_AIM_: Please list every line of the listing below that contains the string "grass".

Location identification listing:
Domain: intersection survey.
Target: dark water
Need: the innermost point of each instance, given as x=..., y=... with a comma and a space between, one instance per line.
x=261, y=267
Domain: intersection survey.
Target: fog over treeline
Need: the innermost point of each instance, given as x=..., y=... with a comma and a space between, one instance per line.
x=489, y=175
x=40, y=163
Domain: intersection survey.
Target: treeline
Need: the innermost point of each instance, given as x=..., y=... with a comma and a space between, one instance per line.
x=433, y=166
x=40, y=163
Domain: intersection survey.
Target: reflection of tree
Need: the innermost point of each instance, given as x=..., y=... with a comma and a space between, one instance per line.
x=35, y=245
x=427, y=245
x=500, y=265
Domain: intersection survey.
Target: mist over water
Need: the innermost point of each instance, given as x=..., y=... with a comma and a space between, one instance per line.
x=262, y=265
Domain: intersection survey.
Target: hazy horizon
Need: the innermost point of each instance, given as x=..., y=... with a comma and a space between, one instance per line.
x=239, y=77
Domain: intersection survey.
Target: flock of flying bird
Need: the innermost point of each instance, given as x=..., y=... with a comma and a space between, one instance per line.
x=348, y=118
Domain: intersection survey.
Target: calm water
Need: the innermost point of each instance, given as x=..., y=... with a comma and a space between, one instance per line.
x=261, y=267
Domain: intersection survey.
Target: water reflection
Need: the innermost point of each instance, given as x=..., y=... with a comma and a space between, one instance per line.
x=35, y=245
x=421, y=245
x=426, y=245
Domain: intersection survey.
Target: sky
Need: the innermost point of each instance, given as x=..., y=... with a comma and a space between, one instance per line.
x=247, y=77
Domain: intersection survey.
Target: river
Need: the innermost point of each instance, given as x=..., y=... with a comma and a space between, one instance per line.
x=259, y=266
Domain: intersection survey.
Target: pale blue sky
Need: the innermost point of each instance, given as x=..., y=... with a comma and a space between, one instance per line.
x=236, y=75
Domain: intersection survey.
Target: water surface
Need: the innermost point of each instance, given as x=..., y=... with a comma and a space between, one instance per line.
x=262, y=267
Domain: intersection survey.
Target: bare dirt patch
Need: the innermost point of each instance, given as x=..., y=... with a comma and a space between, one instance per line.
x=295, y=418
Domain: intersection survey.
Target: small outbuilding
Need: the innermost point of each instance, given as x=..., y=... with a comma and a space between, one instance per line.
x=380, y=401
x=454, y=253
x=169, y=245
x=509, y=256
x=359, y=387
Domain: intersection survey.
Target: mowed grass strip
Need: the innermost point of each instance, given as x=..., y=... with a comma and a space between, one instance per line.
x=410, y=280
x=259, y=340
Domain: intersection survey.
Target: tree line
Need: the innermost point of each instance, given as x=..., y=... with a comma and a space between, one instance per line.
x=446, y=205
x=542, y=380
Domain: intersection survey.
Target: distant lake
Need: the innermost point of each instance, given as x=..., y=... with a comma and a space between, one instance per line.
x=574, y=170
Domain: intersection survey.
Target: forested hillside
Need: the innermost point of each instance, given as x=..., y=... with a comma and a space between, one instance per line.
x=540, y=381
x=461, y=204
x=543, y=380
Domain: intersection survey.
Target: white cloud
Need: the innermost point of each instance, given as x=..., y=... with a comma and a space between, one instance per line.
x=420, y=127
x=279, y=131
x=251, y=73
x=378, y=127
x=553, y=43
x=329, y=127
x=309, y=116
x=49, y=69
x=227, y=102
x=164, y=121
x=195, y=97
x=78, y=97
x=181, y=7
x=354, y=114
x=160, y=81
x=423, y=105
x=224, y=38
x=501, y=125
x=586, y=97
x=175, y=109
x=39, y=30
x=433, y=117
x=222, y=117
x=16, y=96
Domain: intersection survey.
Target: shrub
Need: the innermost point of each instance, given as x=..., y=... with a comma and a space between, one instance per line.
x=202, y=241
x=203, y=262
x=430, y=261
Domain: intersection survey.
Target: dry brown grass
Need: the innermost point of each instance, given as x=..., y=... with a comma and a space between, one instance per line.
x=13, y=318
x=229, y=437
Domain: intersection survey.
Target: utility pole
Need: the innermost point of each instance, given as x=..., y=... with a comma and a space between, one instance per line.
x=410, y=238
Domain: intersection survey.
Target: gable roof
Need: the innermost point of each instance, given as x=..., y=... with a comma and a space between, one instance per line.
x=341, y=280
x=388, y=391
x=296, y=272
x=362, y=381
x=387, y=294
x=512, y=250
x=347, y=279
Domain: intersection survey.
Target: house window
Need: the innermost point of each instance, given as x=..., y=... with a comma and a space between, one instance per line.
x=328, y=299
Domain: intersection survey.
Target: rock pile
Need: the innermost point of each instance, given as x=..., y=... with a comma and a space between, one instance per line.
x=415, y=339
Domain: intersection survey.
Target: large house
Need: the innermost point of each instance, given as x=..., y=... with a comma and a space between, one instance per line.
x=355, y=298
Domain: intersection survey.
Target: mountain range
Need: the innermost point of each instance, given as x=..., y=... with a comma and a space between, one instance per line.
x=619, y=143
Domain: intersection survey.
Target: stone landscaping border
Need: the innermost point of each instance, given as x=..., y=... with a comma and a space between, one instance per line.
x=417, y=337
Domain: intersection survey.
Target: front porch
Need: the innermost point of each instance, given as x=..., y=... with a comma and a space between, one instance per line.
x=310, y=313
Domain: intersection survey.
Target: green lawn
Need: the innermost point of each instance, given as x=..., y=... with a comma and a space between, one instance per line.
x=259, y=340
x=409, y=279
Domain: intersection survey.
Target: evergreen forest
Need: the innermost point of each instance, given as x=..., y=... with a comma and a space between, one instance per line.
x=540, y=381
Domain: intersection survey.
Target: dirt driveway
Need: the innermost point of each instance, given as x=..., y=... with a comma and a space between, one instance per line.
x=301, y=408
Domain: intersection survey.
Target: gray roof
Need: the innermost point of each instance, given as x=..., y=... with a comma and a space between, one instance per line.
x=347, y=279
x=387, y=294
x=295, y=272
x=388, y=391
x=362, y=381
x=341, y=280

_SOLUTION BELOW_:
Target: mowed grass strip
Target: dry brown grass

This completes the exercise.